▶ Aim
Update the rows below by replacing "wet concrete surface" with "damp concrete surface" wherever it occurs, and leave everything else unchanged.

▶ Exercise input
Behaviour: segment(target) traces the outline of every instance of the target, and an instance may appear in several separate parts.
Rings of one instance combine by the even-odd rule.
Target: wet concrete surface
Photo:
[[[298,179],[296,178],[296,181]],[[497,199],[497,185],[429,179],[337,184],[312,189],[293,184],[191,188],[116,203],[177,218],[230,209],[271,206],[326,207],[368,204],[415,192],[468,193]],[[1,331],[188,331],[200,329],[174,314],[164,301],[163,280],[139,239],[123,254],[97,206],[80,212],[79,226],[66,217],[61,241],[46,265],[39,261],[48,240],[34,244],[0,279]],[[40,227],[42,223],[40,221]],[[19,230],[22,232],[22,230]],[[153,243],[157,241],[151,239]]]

▶ Output of the task
Behaviour: segment(target) traces the outline of every instance of the target, and an instance may appear in several separate parts.
Rings of one instance combine by the even-odd rule.
Target: damp concrete surface
Photo:
[[[298,179],[296,178],[296,181]],[[497,199],[497,185],[429,179],[337,184],[312,189],[293,184],[191,188],[116,203],[177,218],[230,209],[271,206],[326,207],[368,204],[415,192],[468,193]],[[1,331],[188,331],[200,329],[174,314],[164,301],[163,280],[139,239],[123,254],[97,206],[80,212],[79,226],[66,217],[61,241],[46,265],[39,261],[48,240],[34,244],[0,279]],[[40,227],[42,223],[40,221]],[[19,230],[22,232],[22,230]],[[153,243],[157,241],[151,239]]]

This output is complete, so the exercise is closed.